Given request » Convert the entries below into a two-column CSV with the headers text and answer. Give one row per entry, with each field in double quotes and line breaks replaced by spaces.

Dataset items
* begin *

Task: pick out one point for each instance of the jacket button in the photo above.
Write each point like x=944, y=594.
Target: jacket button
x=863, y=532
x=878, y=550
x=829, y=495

* end *

Result for this exercise »
text,answer
"Task: pick out one point for each instance of the jacket button in the photo above. Write each point like x=944, y=594. Target: jacket button","x=863, y=532 x=878, y=550 x=829, y=495"